→ TASK PROMPT
Convert the material, starting at its beginning and ending at the line containing "48 113 L 28" (both included), into a two-column CSV with the headers input and output. Give one row for each text and its answer, with each field in double quotes and line breaks replaced by spaces.

→ THE INPUT
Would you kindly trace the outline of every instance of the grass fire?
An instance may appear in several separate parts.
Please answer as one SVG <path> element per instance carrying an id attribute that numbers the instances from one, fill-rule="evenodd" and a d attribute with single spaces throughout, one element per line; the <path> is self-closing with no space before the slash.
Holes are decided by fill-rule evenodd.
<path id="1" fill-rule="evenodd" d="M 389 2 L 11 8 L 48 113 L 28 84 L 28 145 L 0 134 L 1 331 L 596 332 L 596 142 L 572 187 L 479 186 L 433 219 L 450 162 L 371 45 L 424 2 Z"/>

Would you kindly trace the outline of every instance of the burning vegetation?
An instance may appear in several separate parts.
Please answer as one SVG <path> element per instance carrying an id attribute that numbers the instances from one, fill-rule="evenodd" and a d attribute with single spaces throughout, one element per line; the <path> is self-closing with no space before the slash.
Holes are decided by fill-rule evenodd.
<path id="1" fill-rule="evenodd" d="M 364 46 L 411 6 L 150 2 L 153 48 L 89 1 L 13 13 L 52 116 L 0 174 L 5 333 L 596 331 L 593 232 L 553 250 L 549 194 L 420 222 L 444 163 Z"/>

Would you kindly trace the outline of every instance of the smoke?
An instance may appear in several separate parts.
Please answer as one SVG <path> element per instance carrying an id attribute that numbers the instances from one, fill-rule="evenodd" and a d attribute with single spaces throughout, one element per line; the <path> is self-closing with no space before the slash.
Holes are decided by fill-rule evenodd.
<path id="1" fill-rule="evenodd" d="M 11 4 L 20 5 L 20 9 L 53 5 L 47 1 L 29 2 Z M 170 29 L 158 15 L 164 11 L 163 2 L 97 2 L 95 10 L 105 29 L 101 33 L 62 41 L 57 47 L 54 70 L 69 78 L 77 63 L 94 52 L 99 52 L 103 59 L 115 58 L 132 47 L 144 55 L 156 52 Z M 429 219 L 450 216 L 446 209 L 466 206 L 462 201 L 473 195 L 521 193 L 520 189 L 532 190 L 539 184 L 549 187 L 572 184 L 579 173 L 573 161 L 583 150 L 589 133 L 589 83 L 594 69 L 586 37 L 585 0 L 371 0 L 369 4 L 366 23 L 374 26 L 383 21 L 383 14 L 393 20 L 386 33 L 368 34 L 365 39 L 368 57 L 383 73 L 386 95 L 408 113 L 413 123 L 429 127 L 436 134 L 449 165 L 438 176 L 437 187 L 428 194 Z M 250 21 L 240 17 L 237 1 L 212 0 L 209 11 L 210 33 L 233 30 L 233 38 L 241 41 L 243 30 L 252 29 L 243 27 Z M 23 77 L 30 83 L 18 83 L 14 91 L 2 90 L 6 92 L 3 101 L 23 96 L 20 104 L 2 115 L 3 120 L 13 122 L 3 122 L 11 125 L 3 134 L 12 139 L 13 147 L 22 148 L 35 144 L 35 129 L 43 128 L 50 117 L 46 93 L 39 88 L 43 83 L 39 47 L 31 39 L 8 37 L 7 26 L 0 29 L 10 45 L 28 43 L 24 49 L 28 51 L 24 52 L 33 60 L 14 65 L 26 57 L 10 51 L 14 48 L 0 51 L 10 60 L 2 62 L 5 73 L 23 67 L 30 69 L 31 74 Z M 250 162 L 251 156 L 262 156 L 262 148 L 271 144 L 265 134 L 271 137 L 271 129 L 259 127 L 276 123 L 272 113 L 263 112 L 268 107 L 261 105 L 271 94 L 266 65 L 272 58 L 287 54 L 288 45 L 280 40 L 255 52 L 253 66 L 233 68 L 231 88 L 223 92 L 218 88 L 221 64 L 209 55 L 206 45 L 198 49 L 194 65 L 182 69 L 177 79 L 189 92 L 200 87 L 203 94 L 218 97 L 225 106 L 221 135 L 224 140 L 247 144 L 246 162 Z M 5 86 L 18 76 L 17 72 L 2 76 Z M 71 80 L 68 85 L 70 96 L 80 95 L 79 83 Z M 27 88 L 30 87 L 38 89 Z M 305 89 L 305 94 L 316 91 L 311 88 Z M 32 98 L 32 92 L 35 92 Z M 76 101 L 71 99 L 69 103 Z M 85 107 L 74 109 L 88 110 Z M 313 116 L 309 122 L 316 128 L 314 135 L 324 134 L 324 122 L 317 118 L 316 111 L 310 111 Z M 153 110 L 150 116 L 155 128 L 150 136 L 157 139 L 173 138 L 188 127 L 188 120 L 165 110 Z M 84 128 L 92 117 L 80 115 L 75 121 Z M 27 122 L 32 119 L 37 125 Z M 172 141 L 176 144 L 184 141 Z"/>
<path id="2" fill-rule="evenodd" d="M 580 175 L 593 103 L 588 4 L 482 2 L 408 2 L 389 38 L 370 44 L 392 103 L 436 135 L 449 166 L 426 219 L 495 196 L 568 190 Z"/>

→ THE RESPONSE
input,output
"Would you kindly trace the outline of every instance of the grass fire? An instance may appear in several separate parts. Please answer as one SVG <path> element per instance carrying an id attribute that numbers the instances from one, fill-rule=""evenodd"" and a d attribute with single spaces throughout, one element per line; the <path> is self-closing with no space before the slash. Holes are decided by fill-rule evenodd.","<path id=""1"" fill-rule=""evenodd"" d=""M 389 2 L 11 8 L 48 113 L 28 84 L 28 145 L 0 134 L 1 331 L 596 332 L 596 142 L 572 187 L 479 186 L 433 219 L 450 162 L 371 45 L 424 2 Z""/>"